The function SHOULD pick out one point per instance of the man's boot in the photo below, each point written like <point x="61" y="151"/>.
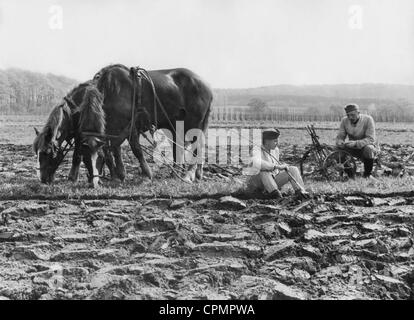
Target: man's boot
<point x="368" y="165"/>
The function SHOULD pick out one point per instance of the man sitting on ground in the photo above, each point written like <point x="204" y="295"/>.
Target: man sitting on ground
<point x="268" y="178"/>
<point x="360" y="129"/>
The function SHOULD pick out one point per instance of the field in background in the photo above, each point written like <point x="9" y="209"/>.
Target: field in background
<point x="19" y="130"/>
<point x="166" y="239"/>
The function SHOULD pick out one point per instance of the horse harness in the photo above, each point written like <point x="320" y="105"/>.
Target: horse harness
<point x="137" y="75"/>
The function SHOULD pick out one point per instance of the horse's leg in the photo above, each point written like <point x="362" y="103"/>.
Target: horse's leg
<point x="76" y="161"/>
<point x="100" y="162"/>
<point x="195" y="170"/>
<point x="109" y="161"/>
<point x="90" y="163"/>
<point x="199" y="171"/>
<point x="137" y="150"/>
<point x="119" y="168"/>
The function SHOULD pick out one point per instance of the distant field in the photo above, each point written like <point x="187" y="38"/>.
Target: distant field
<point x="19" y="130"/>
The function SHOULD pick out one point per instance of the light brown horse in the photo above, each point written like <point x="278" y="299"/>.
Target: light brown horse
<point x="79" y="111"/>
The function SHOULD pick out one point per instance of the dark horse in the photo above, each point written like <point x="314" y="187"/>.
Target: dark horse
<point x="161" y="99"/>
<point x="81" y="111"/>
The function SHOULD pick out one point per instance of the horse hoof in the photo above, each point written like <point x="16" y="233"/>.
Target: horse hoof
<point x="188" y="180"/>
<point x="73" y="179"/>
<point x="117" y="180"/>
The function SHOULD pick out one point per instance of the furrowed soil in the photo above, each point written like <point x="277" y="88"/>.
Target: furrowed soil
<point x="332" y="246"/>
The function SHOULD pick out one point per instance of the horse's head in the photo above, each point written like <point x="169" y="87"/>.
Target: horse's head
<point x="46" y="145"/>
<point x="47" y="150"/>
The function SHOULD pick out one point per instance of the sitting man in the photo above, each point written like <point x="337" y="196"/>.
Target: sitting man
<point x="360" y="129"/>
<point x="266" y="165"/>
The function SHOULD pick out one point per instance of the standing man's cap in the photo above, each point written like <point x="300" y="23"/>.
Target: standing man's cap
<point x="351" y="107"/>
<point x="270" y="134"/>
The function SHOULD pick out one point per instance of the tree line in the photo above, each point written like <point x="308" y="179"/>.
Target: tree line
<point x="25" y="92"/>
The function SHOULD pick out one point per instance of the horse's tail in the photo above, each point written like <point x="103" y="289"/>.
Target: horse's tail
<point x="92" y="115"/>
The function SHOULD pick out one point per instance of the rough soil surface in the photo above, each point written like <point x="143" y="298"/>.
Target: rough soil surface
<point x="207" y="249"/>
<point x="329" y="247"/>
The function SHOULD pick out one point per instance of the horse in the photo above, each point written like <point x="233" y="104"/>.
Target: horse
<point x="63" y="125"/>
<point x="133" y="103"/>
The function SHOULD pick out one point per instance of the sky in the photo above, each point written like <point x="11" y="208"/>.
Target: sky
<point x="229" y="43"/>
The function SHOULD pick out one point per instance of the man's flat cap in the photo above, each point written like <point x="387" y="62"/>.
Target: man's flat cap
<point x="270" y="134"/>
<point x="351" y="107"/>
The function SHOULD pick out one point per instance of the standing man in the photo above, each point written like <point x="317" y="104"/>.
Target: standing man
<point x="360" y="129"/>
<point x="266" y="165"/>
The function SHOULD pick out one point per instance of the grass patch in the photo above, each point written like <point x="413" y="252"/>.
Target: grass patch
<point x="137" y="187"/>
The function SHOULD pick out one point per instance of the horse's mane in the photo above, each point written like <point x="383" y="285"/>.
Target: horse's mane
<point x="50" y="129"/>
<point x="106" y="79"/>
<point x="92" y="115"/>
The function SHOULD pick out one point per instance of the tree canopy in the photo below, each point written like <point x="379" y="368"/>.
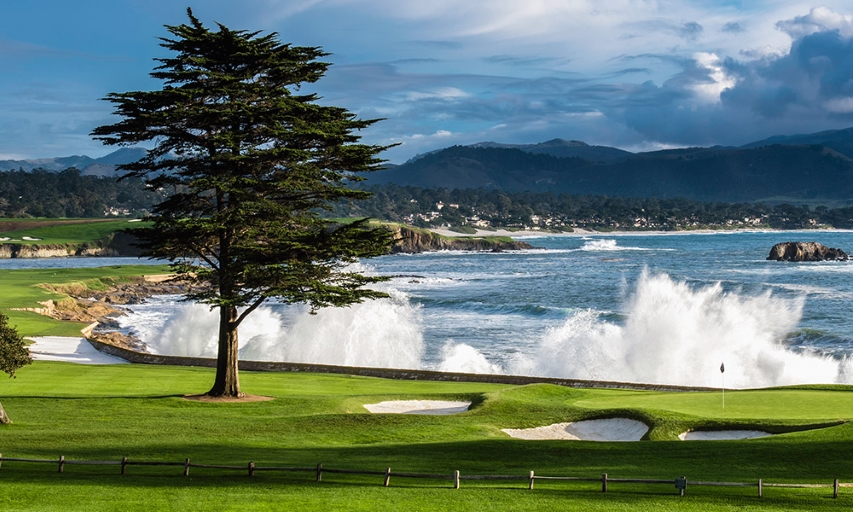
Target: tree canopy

▬▬▬

TASK DETAILS ▸ Output the data above in full and exactly, with every image left out.

RESPONSE ▸
The function SHOULD pick out one point per instance of the man's boot in the photo below, each point written like <point x="61" y="151"/>.
Target: man's boot
<point x="368" y="165"/>
The function SHOULD pick out one point per instance of the man sitting on ground in the photo above, each point written like <point x="204" y="295"/>.
Target: man sitting on ground
<point x="268" y="178"/>
<point x="360" y="129"/>
The function SHOULD pick out one point per instance of the field in background in the photo above, each point written like <point x="9" y="209"/>.
Target: field in background
<point x="19" y="130"/>
<point x="166" y="239"/>
The function SHOULD pick out one point per instance of the horse harness in the photo above, each point written like <point x="320" y="105"/>.
Target: horse harness
<point x="137" y="75"/>
The function SHOULD pick out one point per instance of the horse's leg in the photo above, each point written like <point x="362" y="103"/>.
Target: horse's leg
<point x="76" y="161"/>
<point x="100" y="162"/>
<point x="195" y="170"/>
<point x="109" y="161"/>
<point x="90" y="163"/>
<point x="199" y="171"/>
<point x="137" y="150"/>
<point x="119" y="168"/>
The function SHOULD pick out one point per instance of the distant field in the photo above, each point written like <point x="187" y="38"/>.
Target: distant field
<point x="19" y="130"/>
The function SHOULD pick out one point per instance of the light brown horse in the photo above, each point written like <point x="278" y="299"/>.
Target: light brown horse
<point x="79" y="111"/>
The function SHOULD pick out one point per instance of the dark horse in the photo above, each point written like <point x="314" y="187"/>.
Target: dark horse
<point x="161" y="99"/>
<point x="81" y="111"/>
The function SHOULD pick out one point per instance of the horse hoof in the photo above, each point written like <point x="16" y="233"/>.
Target: horse hoof
<point x="188" y="180"/>
<point x="73" y="179"/>
<point x="117" y="180"/>
The function SHOULD pick out one point per instance of the furrowed soil in the photo above, each point written like <point x="277" y="88"/>.
Target: furrowed soil
<point x="332" y="246"/>
The function SHOULD pick out one point per instance of the horse's head in the photo above, each point written like <point x="169" y="87"/>.
Target: horse's head
<point x="46" y="145"/>
<point x="47" y="150"/>
The function SHOULD pick out one point per instance of the sitting man in the photo above, each point written like <point x="337" y="196"/>.
Target: sitting man
<point x="360" y="129"/>
<point x="266" y="165"/>
The function SHOULD pick out one point per instance of the standing man's cap in the photo above, each point written like <point x="300" y="23"/>.
Target: standing man's cap
<point x="351" y="107"/>
<point x="270" y="134"/>
The function SHOULD pick out one point per instance of the tree line in the photo above, each point written like <point x="308" y="179"/>.
Target: tree line
<point x="25" y="92"/>
The function SHOULD pick out one point per instance of the horse's tail in the photo above, each point written like <point x="103" y="289"/>.
Target: horse's tail
<point x="92" y="115"/>
The function SHOULD pick out one point per instance of the rough soil surface in the photo above, each point written like <point x="143" y="298"/>.
Target: rough soil surface
<point x="207" y="249"/>
<point x="329" y="247"/>
The function SHOULD pick out one point per instance of the horse in the photo above, each point written like <point x="233" y="104"/>.
Target: horse
<point x="63" y="125"/>
<point x="133" y="103"/>
The function SHOULD pick out one point per instance of the sky in the photo above, each point written like <point x="11" y="208"/>.
Target: sky
<point x="229" y="43"/>
The function SHOULD pick out one point per instance of the man's flat cap in the photo above, each point written like <point x="387" y="62"/>.
Target: man's flat cap
<point x="270" y="134"/>
<point x="351" y="107"/>
The function SHOULD pick out one point per instance of the standing man in the photo above, each point written like <point x="317" y="104"/>.
Target: standing man
<point x="360" y="129"/>
<point x="266" y="165"/>
The function SHOULD pick out one point per instance of the grass patch in the photo above, each point written like <point x="413" y="252"/>.
Target: grass patch
<point x="137" y="187"/>
The function SHOULD pick out one point per instance of the horse's mane in the photo above, each point written like <point x="383" y="285"/>.
Target: horse's mane
<point x="50" y="129"/>
<point x="106" y="79"/>
<point x="92" y="115"/>
The function SHOULD pick out one point per instance of the tree canopy in the photo below, each point written like <point x="379" y="368"/>.
Target: tree canopy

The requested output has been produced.